▸ **The exercise**: Quote every line of the material beneath this one.

Data records
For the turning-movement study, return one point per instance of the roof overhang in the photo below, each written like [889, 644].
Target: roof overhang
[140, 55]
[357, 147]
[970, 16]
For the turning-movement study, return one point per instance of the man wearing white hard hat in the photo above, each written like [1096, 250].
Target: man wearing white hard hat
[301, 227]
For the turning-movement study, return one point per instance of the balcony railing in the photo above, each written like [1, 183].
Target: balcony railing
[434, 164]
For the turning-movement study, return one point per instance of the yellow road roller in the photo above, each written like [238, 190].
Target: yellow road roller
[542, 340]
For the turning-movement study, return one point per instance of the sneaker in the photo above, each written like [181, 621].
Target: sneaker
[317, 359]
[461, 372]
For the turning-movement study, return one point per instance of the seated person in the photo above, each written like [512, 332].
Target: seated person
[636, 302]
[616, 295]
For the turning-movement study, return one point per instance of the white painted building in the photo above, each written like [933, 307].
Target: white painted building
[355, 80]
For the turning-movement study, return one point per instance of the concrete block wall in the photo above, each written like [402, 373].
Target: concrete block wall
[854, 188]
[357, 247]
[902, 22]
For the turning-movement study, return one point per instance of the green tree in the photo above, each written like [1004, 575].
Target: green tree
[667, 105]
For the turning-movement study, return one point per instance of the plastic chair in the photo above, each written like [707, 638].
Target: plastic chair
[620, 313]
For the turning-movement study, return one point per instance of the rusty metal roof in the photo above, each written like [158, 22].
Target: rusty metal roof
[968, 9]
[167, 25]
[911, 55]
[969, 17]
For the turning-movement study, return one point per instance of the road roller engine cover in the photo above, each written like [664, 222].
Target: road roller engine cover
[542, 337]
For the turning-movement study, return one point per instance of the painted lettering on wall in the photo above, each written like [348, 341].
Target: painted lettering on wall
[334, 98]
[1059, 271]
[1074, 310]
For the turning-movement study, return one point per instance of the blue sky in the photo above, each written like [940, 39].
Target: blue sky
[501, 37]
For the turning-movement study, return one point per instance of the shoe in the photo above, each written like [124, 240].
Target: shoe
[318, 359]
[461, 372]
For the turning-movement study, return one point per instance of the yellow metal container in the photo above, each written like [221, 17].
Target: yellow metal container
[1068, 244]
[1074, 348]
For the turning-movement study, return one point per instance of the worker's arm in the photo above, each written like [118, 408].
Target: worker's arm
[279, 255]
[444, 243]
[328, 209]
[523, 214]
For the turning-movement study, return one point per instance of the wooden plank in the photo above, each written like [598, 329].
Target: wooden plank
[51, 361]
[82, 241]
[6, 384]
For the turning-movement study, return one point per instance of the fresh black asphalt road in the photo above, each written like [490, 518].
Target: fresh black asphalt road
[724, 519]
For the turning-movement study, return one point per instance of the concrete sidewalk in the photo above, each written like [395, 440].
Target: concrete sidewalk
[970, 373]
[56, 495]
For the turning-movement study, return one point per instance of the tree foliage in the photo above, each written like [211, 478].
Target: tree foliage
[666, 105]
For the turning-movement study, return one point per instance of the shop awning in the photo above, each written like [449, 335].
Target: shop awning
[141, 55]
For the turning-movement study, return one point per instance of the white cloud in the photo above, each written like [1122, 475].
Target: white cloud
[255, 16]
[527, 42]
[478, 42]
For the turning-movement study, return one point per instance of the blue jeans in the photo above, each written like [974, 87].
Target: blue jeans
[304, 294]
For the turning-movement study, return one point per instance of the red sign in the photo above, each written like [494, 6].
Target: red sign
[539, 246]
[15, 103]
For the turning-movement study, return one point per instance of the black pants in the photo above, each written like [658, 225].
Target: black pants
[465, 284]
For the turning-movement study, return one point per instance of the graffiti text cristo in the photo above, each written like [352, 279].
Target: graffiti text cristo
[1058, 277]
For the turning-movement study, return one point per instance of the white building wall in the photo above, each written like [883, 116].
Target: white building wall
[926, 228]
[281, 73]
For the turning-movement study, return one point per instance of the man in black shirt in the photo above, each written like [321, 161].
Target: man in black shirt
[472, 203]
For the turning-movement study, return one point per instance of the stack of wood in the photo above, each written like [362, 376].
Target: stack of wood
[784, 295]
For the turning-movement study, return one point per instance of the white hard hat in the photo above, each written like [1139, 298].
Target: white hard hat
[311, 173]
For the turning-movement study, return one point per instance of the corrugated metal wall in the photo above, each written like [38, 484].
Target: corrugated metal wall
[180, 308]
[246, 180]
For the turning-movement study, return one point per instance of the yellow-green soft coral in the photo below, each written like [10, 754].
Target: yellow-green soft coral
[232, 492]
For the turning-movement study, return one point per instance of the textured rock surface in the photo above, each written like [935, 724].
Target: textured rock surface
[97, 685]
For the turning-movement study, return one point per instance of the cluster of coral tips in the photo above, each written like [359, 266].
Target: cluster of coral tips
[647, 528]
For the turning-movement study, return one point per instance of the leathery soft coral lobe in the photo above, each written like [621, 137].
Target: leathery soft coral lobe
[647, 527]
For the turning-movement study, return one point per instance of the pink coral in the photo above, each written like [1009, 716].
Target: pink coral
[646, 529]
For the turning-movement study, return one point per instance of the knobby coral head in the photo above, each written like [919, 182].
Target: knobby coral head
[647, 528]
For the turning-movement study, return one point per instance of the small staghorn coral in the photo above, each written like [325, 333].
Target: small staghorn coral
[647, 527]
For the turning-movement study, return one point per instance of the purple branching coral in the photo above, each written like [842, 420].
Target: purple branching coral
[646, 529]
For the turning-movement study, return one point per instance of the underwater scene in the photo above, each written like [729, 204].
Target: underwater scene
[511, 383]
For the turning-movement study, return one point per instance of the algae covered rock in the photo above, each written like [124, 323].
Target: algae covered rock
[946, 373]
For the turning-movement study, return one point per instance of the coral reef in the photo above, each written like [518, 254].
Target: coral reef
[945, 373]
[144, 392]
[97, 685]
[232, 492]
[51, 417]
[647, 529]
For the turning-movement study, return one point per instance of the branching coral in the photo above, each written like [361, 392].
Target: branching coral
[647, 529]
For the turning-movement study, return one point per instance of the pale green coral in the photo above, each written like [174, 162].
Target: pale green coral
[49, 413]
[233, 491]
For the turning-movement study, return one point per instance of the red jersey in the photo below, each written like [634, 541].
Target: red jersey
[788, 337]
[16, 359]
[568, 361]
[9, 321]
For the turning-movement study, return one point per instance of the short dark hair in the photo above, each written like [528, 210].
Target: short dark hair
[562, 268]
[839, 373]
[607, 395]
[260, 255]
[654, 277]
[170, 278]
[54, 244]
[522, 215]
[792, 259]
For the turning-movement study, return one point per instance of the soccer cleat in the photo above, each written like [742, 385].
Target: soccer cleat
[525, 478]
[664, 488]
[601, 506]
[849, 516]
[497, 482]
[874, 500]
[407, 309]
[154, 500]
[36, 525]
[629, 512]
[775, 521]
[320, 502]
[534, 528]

▸ **Full answer**:
For the turning-movement study, return one point per instance of the roof overhang in the photo below, each written like [889, 644].
Target: roof overhang
[140, 55]
[357, 147]
[970, 16]
For the turning-movement study, return one point per instance of the man wearing white hard hat in the photo above, each written like [1096, 250].
Target: man wearing white hard hat
[301, 227]
For the turning-movement study, return one point per instance of the balcony railing in the photo above, each written like [1, 183].
Target: balcony railing
[434, 164]
For the turning-movement study, return one point per instance of the yellow road roller in the photo above, each written like [238, 190].
Target: yellow road roller
[542, 340]
For the turning-movement study, return one point per instance of the sneaker in the photo above, each written like [181, 621].
Target: sneaker
[317, 359]
[461, 372]
For the turning-movement study, return one point per instance of the seated person in the photo above, each written like [512, 332].
Target: seated person
[636, 302]
[616, 295]
For the turning-movement study, return one point per instance of the white painted building in the photo above, each written like [933, 307].
Target: white painted building
[355, 80]
For the turning-movement study, return one point per instance of the concrete block wall in the photo above, each written like [402, 373].
Target: concrete block wall
[854, 188]
[357, 247]
[902, 22]
For the turning-movement study, return one point per instance of the green tree in the photo above, each written like [1004, 575].
Target: green tree
[667, 105]
For the turning-movement study, return one point per instance of the plastic chair in the photo above, each written like [707, 638].
Target: plastic chair
[620, 313]
For the turning-movement study, return one point per instance of the rusty metal roof in the photo above, each written like [158, 22].
Target: rusty metal roof
[968, 9]
[167, 25]
[911, 55]
[969, 17]
For the turning-movement study, return one point per instance of the road roller engine cover in the photo above, each written like [664, 222].
Target: road roller engine cover
[542, 337]
For the turning-movement study, return one point per instance of the painted lettering on wall in the photo above, each written like [348, 341].
Target: painted lettering on wall
[334, 98]
[1059, 271]
[1074, 310]
For the turning-movement study, return one point per instance of the blue sky in the photo above, each written like [940, 39].
Target: blue sky
[501, 37]
For the turning-movement study, return one point per instance of the shoe in the photo above, each written like [124, 240].
Target: shoe
[318, 359]
[461, 372]
For the turning-movement study, return one point per instance of the yellow metal container in the photo above, each written like [221, 17].
Target: yellow metal container
[1068, 244]
[1074, 348]
For the turning-movement study, return one point per instance of the worker's arm in the photo above, each written like [118, 408].
Target: worker's arm
[279, 255]
[444, 243]
[328, 209]
[523, 214]
For the turning-movement study, return one point per instance of the wooden plank in the photo above, each written like [598, 329].
Target: wooden plank
[51, 361]
[82, 241]
[6, 384]
For the turning-movement study, return one point per instance of the fresh black asphalt road in the photo above, each written like [490, 518].
Target: fresh black asphalt road
[724, 519]
For the turning-movement study, return one point per instance of the concrete sidewalk in the photo above, each written like [395, 440].
Target: concrete sidewalk
[970, 373]
[56, 495]
For the turning-movement study, return one point per instance of the tree foliage in the photo above, each written like [211, 478].
Target: tree foliage
[666, 105]
For the turning-movement study, return one point per instance of the shop awning in the photo above, each written like [449, 335].
Target: shop awning
[141, 55]
For the turning-movement study, return one point per instance of the white cloud in the photo above, each written like [1122, 475].
Target: white cloud
[255, 16]
[527, 42]
[478, 42]
For the turning-movement study, return one point per instance of the blue jeans in the photo above, each written like [974, 87].
Target: blue jeans
[304, 294]
For the turning-movement study, return one point per instance of the red sign in the photo above, each written like [494, 6].
Target: red sign
[539, 246]
[15, 103]
For the turning-movement study, return one point per instance of the black pants in the photo above, each written like [658, 225].
Target: black pants
[465, 284]
For the turning-movement study, return one point per instance of the graffiti text cristo in the photo above, each written like [352, 279].
Target: graffiti text cristo
[1058, 277]
For the turning-movement study, return one point per instance of the white building wall in the photo above, each written like [883, 116].
Target: white building wall
[926, 228]
[281, 73]
For the turning-movement study, return one point per instance of the man in black shirt in the photo above, each written like [321, 161].
Target: man in black shirt
[472, 203]
For the turning-movement study, return one point per instance of the stack of wood in the photo above, each written like [362, 376].
Target: stack of wood
[784, 295]
For the turning-movement study, return one point per instance of the white hard hat in the photo above, each written like [1139, 298].
Target: white hard hat
[311, 173]
For the turning-movement study, return one point per instance of the corrugated metal wall in the photo above, each written like [38, 484].
Target: corrugated metal wall
[180, 308]
[246, 180]
For the turning-movement study, return one point per instance of the yellow-green soft coral in the photo below, each written like [10, 754].
Target: yellow-green soft coral
[232, 492]
For the turning-movement study, return one point per instance of the textured rock surface in the photo above, each written like [935, 724].
Target: textured rock surface
[97, 685]
For the turning-movement study, return one point per instance of the cluster of coral tips in the photo above, each written like [359, 266].
Target: cluster of coral tips
[647, 528]
For the turning-movement study, return one point per instance of the leathery soft coral lobe in the photo above, each written like [621, 137].
Target: leathery soft coral lobe
[647, 527]
For the turning-movement study, return one point per instance of the pink coral in the photo above, each written like [1009, 716].
Target: pink coral
[646, 529]
For the turning-movement study, return one point per instance of the knobby coral head in the photo above, each written like [919, 182].
Target: knobby coral head
[647, 528]
For the turning-movement study, return one point per instance of the small staghorn coral in the photo above, each written like [325, 333].
Target: small staghorn coral
[647, 527]
For the turning-movement study, return one point per instance of the purple branching coral in the photo above, each written like [842, 420].
Target: purple branching coral
[646, 529]
For the turning-movement study, return one point per instance of the underwater scene in the photo above, each written like [729, 204].
Target: underwater scene
[511, 383]
For the turning-movement study, return one point per instance of the algae covered rock in the photo above, each written like [124, 323].
Target: algae covered rock
[946, 373]
For the turning-movement study, return one point per instance of the coral reef in the photo above, each written like [518, 254].
Target: coral reef
[945, 373]
[144, 392]
[97, 685]
[232, 492]
[51, 417]
[647, 529]
For the turning-movement study, return one point per instance of the branching coral in the photo above, each written like [361, 392].
Target: branching coral
[647, 529]
For the turning-movement study, return one point per instance of the pale green coral in the photo above, each written like [174, 162].
Target: pale green coral
[49, 413]
[233, 491]
For the turning-movement study, return one point per instance of the red jersey in the photo below, each written like [634, 541].
Target: red jersey
[788, 337]
[16, 359]
[568, 361]
[9, 321]
For the turning-movement study, return one point per instance of the short dark hair in the photo above, each written like [528, 210].
Target: short dark hair
[562, 268]
[839, 373]
[607, 395]
[260, 255]
[654, 277]
[170, 278]
[54, 244]
[522, 215]
[792, 259]
For the turning-movement study, return one point per instance of the soccer cleat in the photo above, each written like [742, 385].
Target: soccer cleat
[525, 478]
[664, 488]
[601, 506]
[849, 516]
[497, 482]
[874, 500]
[407, 309]
[154, 500]
[36, 525]
[629, 512]
[775, 521]
[320, 502]
[534, 528]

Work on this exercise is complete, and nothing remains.